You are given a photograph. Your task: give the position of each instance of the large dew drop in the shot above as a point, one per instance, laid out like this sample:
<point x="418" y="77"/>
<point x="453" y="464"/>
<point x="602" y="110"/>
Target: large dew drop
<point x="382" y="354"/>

· · · · ·

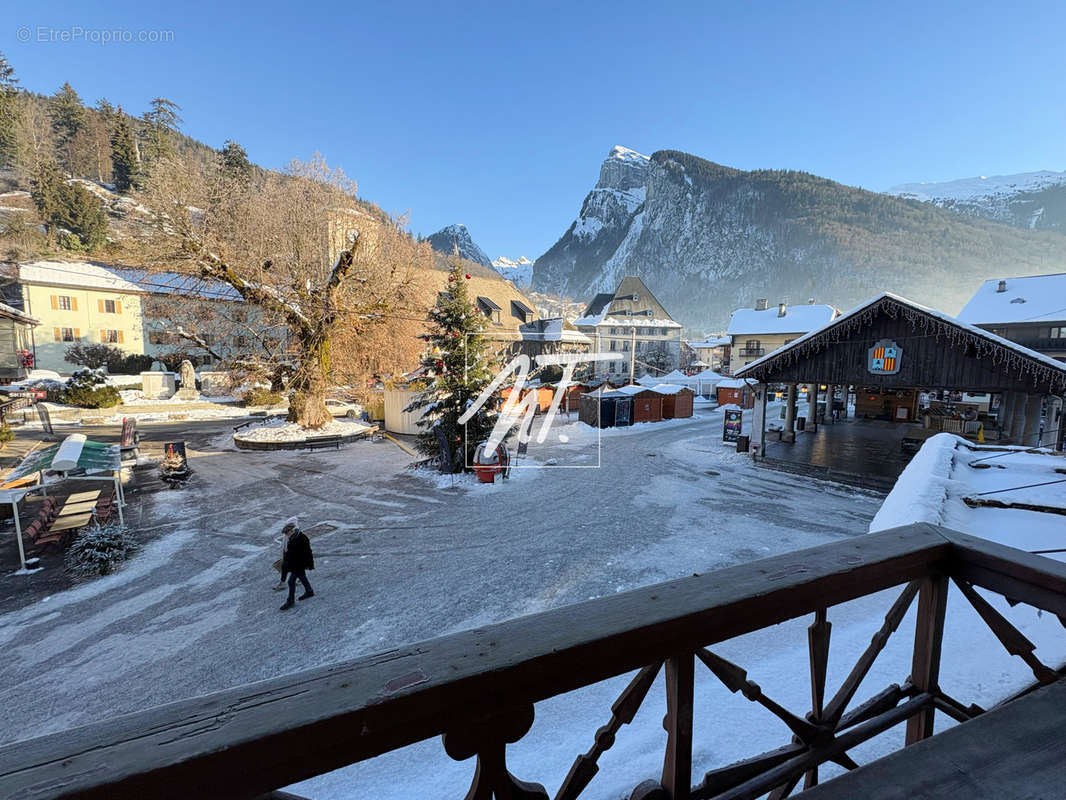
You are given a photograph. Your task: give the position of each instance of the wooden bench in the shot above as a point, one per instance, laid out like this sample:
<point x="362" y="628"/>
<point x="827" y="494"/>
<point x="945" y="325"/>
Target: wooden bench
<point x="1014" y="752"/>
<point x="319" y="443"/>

· · · · ·

What you need to do
When a line in the material above contains the word "photograph", copy that line out.

Answer space
You are given a photograph. Your task: give the position of each instance of the large dew drop in the shot above as a point, one per instance, laid out like this sample:
You are given a photograph. Your task: give the position of each instance of the wooden bench in the shot above as a point, one per instance, laid out like this sample:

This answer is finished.